**** Provided entries
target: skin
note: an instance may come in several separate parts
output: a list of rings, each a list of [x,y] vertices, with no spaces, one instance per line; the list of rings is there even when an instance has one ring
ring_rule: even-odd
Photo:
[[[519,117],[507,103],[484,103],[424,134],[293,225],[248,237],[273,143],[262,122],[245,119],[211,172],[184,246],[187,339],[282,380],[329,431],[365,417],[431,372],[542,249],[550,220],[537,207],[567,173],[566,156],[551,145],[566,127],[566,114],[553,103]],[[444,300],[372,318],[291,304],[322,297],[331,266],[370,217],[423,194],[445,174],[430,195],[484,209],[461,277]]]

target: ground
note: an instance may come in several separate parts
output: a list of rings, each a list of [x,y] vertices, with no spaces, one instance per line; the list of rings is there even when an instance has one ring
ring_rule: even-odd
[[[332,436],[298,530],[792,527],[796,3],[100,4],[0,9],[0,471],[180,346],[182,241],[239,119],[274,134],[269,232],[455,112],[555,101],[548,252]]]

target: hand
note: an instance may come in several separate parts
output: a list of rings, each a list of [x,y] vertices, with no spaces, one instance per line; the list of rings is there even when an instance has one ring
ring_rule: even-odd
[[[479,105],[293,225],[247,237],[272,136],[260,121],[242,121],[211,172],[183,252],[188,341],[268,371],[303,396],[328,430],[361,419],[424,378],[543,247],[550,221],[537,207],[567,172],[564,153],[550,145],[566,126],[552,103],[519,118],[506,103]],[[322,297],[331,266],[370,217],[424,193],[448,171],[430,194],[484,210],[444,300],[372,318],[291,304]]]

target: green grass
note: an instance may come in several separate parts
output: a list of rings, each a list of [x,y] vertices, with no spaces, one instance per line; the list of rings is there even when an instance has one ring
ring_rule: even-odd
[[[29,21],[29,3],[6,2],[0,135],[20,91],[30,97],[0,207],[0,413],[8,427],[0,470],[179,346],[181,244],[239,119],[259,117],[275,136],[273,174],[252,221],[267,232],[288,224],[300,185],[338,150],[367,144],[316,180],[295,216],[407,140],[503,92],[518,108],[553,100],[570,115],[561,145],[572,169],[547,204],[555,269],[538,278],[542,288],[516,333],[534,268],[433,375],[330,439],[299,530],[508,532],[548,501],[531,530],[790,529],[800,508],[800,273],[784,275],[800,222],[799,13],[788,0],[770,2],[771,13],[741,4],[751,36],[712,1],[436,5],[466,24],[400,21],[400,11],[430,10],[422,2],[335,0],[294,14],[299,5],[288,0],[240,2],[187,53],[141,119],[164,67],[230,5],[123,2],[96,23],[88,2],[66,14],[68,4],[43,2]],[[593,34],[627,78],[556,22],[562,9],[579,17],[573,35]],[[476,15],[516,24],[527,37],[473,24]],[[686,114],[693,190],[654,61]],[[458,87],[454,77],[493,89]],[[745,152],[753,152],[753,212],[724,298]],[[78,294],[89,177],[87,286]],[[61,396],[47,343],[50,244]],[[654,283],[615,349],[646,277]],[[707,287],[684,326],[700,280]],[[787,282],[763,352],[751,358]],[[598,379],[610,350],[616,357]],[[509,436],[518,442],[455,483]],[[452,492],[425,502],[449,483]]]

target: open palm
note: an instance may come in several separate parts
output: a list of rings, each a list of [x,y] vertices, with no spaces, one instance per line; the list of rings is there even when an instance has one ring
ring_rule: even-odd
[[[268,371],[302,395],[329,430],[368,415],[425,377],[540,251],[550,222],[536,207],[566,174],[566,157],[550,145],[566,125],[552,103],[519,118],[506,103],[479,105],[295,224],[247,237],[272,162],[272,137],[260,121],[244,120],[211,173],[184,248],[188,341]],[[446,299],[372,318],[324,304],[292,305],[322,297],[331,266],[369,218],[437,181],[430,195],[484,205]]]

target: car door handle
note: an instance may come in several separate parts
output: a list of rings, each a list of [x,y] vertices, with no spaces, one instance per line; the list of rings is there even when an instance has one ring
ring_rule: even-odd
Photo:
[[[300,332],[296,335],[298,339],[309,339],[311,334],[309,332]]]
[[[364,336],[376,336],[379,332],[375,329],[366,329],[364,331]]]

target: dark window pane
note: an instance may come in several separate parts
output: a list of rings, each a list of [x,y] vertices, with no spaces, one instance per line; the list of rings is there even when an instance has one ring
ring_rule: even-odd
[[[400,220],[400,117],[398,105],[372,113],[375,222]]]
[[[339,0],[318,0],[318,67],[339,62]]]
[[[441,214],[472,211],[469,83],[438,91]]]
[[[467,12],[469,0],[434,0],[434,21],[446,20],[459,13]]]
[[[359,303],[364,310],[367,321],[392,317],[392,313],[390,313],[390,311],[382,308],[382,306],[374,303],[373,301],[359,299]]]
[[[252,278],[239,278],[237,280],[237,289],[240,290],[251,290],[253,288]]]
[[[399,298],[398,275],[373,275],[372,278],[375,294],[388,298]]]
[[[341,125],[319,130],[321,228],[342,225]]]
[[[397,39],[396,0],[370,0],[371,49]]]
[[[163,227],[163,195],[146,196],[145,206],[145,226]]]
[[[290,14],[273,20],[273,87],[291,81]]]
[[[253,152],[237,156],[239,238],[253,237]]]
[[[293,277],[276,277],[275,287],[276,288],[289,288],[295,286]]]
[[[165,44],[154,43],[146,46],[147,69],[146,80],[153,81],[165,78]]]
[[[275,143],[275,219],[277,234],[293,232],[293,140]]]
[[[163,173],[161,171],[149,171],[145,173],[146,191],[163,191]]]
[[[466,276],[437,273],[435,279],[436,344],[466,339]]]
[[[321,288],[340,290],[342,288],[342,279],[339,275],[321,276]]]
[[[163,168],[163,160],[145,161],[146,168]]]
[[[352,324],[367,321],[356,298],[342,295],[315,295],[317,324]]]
********
_Work instruction_
Repeat all of the data shown above, exactly as it appears.

_Result of this exercise_
target: skin
note: an instance may come in several separate parts
output: a list of rings, each a list of [x,y] vertices, with no spaces, one instance per line; the list of rings is there even when an instance has one ring
ring_rule: even-odd
Photo:
[[[519,117],[507,103],[484,103],[424,134],[293,225],[248,237],[273,143],[262,122],[245,119],[211,172],[184,246],[187,339],[282,380],[329,431],[365,417],[431,372],[542,249],[550,220],[537,207],[567,173],[566,156],[551,145],[566,127],[566,114],[553,103]],[[444,300],[372,318],[291,304],[322,297],[331,266],[370,217],[423,194],[445,174],[430,195],[484,209],[461,277]]]

target: ground
note: an instance may come in several separate parts
output: a list of rings, each a list of [x,y] vertices, with no spaces, one instance per line; the list of rings is there even when an instance has one ring
ring_rule: even-odd
[[[332,436],[298,530],[792,527],[796,3],[100,4],[0,9],[0,471],[180,346],[182,241],[239,119],[274,134],[269,232],[455,112],[555,101],[548,252]]]

target: hand
note: an instance may come in several separate parts
output: a list of rings, each a list of [x,y] vertices, with no spaces, one instance per line; the list of rings is there even when an instance has one ring
ring_rule: even-odd
[[[479,105],[293,225],[247,237],[272,136],[260,121],[242,121],[211,172],[183,252],[188,341],[268,371],[303,396],[328,430],[361,419],[424,378],[543,247],[550,221],[537,207],[567,172],[564,153],[550,145],[566,126],[552,103],[519,118],[506,103]],[[322,297],[331,266],[370,217],[424,193],[448,171],[430,194],[484,210],[444,300],[372,318],[291,304]]]

target: green grass
note: an instance may come in several separate parts
output: a list of rings, each a list of [x,y] vertices, with no spaces, one instance per line; the list of rings is there even when an instance has one ring
ring_rule: even-odd
[[[29,21],[29,3],[6,2],[0,135],[20,91],[30,97],[0,207],[0,413],[8,427],[0,470],[179,346],[181,244],[239,119],[259,117],[275,136],[273,174],[252,221],[267,232],[288,224],[300,185],[338,150],[367,144],[316,180],[295,216],[407,140],[503,92],[518,108],[553,100],[570,115],[561,145],[572,169],[547,204],[555,269],[538,278],[542,288],[516,333],[534,268],[433,375],[330,439],[299,530],[508,532],[548,501],[531,530],[790,529],[800,508],[800,273],[784,275],[800,222],[799,13],[788,0],[770,2],[771,13],[741,4],[751,36],[712,1],[436,5],[466,24],[400,21],[400,11],[430,10],[422,2],[335,0],[294,14],[299,5],[288,0],[240,2],[187,53],[141,119],[164,67],[230,5],[123,2],[96,23],[88,2],[66,14],[68,4],[43,2]],[[593,34],[627,78],[556,22],[562,9],[579,17],[573,35]],[[476,15],[516,24],[527,37],[473,24]],[[686,114],[693,190],[654,61]],[[458,87],[454,77],[493,89]],[[745,152],[753,152],[753,212],[724,298]],[[78,294],[89,177],[87,286]],[[61,396],[47,343],[50,244]],[[654,283],[615,349],[646,277]],[[707,287],[684,326],[700,280]],[[787,282],[763,352],[751,358]],[[598,379],[610,350],[616,357]],[[509,436],[518,442],[455,483]],[[452,492],[425,502],[449,483]]]

target: open palm
note: an instance may come in several separate parts
output: a list of rings, each a list of [x,y] vertices, with no spaces, one instance per line; the list of rings is there even when an instance has one ring
ring_rule: even-odd
[[[268,371],[302,395],[329,430],[368,415],[425,377],[540,251],[550,222],[536,207],[566,174],[566,157],[550,145],[566,125],[552,103],[519,118],[506,103],[479,105],[295,224],[247,237],[272,162],[272,137],[260,121],[244,120],[211,173],[184,248],[188,341]],[[446,299],[372,318],[324,304],[292,305],[322,297],[331,266],[369,218],[437,181],[430,195],[484,205]]]

target: car door handle
note: an instance may come in several separate parts
output: a list of rings, each a list of [x,y] vertices, with no spaces, one instance per line; the list of rings is there even when an instance has one ring
ring_rule: even-odd
Photo:
[[[300,332],[296,335],[298,339],[309,339],[311,334],[309,332]]]
[[[364,336],[376,336],[379,332],[375,329],[366,329],[364,331]]]

target: dark window pane
note: an instance may come in several separate parts
output: a list of rings, each a list of [x,y] vertices, with no spaces, one instance per line; the list of rings is there even when an instance has one ring
ring_rule: even-odd
[[[400,220],[400,117],[398,105],[372,113],[375,222]]]
[[[339,0],[318,0],[318,67],[339,62]]]
[[[441,214],[472,211],[469,83],[438,91]]]
[[[467,12],[469,0],[434,0],[434,21],[446,20],[459,13]]]
[[[359,303],[364,310],[367,321],[392,317],[392,313],[390,313],[390,311],[382,308],[382,306],[374,303],[373,301],[359,299]]]
[[[252,278],[239,278],[237,280],[237,289],[240,290],[251,290],[253,288]]]
[[[399,298],[398,275],[373,275],[372,278],[375,294],[388,298]]]
[[[341,125],[319,130],[321,228],[342,225]]]
[[[397,39],[396,0],[370,0],[371,49]]]
[[[163,227],[163,195],[146,196],[145,206],[145,226]]]
[[[290,14],[273,20],[273,87],[291,81]]]
[[[253,152],[237,156],[239,238],[253,237]]]
[[[293,277],[276,277],[275,287],[276,288],[289,288],[295,286]]]
[[[165,44],[154,43],[146,46],[147,69],[146,80],[153,81],[165,78]]]
[[[275,143],[275,219],[277,234],[293,232],[293,140]]]
[[[163,173],[161,171],[149,171],[145,173],[146,191],[163,191]]]
[[[466,276],[437,273],[435,279],[436,344],[466,339]]]
[[[321,288],[340,290],[342,288],[342,279],[339,275],[321,276]]]
[[[163,168],[163,160],[145,161],[146,168]]]
[[[352,324],[367,321],[356,298],[342,295],[315,295],[317,324]]]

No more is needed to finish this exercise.